▸ **Stated problem**
Reproduce all records verbatim.

________

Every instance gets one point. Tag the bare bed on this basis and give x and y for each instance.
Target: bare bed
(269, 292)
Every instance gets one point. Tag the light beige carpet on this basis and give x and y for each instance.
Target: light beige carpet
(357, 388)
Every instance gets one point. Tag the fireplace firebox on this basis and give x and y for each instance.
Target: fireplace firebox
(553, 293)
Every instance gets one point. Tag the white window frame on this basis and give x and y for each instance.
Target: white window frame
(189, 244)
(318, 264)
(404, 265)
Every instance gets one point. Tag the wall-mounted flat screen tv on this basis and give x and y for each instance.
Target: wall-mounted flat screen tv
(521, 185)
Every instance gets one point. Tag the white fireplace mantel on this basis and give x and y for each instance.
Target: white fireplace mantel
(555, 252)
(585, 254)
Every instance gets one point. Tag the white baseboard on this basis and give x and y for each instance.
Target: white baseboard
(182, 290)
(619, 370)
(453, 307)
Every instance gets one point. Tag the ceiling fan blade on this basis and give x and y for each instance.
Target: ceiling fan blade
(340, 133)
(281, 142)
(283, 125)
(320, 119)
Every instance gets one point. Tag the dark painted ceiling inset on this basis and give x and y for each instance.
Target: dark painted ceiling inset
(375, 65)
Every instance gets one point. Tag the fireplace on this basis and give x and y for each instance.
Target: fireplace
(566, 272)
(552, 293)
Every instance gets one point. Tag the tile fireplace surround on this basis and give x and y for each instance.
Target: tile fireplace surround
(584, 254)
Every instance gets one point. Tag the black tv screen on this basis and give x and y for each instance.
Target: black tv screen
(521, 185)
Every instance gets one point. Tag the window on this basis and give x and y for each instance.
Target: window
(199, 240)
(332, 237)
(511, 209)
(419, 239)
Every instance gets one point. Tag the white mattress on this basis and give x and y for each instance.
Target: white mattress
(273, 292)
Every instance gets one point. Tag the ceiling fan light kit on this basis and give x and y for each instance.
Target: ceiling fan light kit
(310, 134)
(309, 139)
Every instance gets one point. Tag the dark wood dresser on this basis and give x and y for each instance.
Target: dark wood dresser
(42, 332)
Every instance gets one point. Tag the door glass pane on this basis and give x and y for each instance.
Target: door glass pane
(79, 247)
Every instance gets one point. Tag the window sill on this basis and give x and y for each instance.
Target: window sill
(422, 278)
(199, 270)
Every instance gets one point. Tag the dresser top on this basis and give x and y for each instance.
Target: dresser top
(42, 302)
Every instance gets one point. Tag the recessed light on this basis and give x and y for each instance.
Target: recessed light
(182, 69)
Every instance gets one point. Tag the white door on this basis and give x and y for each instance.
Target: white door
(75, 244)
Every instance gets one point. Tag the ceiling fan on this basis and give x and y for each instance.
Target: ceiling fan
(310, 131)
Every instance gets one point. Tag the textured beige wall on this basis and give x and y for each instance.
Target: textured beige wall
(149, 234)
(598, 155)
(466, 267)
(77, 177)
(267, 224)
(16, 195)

________

▸ **Task solution**
Every instance gets one point. Tag the bare bed on this basis and give x and y for each instance.
Target: bare bed
(269, 292)
Every instance gets one point. Tag the light beige carpet on this basis and give x and y for each instance.
Target: light beige carpet
(357, 388)
Every instance gets one point. Tag the fireplace firebox on this basis and give x and y for each instance.
Target: fireplace firebox
(553, 293)
Every instance gets one point. Tag the white window frame on this basis and give x and y for each instance.
Target: white window frame
(189, 244)
(318, 264)
(404, 265)
Every instance gets one point. Tag the wall-mounted flat screen tv on this basis and give x and y for each instance.
Target: wall-mounted flat screen tv
(521, 185)
Every instance gets one point. Tag the white fireplace mantel on this basis and give x and y for each instance.
Target: white fireplace mantel
(555, 252)
(585, 254)
Every instance gets one point. Tag the white baseboard on this basis and give x and y for each instance.
Target: white baseboard
(182, 290)
(619, 370)
(453, 307)
Every instance gets one point. Tag the ceiling fan blade on this basis and give x and y for each instance.
Target: ceiling fan blade
(340, 133)
(281, 142)
(283, 125)
(320, 119)
Every instance gets one point. Tag the dark painted ceiling inset on this basis and give x and y for each instance.
Target: dark painted ceiling inset
(375, 65)
Every instance gets one point. Tag the fireplace on this basis and give x and y for each instance.
Target: fireplace
(566, 272)
(552, 293)
Every instance gets one point. Tag the tile fireplace surround on this basis and give x and y for each instance.
Target: tile fireplace surround
(584, 254)
Every instance gets one point. Tag the black tv screen on this basis and give x and y for each instance.
Target: black tv screen
(521, 185)
Every instance gets one point. Tag the window on this basis and give x and y for each instance.
Target: window
(199, 240)
(332, 237)
(511, 209)
(419, 239)
Every instance gets one point. Tag the white mattress on this basis and give x and y for each instance.
Target: white mattress
(273, 292)
Every instance gets one point. Tag the ceiling fan light kit on this basis and give x and y for each instance.
Target: ceiling fan light kit
(310, 134)
(309, 139)
Every instance gets one point. Tag the dark wood dresser on this basis and give x and y for each instance.
Target: dark wood dresser
(42, 332)
Every instance gets one point. Tag the door glass pane on this basis and give x and y for each instance.
Target: door glass pane
(79, 247)
Every instance gets one point. Tag the window sill on this basis and give x and y for each instance.
Target: window sill
(422, 278)
(199, 270)
Every instance gets one point. Tag the dresser top on this basis and give x and y for each instance.
Target: dresser top
(42, 302)
Every instance gets one point. Tag the recessed light on this basis and give x and y for each instance.
Target: recessed light
(182, 69)
Every instance gets one point. Tag the white door on this basis and give x and y for each instance.
Target: white door
(75, 244)
Every instance gets one point. Tag the ceiling fan on this basis and give x and y for each instance.
Target: ceiling fan
(310, 131)
Every instance gets one point. Tag the textured beige wall on this basis and give x and y for each instance.
Target: textured beige wall
(149, 234)
(598, 155)
(466, 267)
(77, 177)
(267, 224)
(16, 195)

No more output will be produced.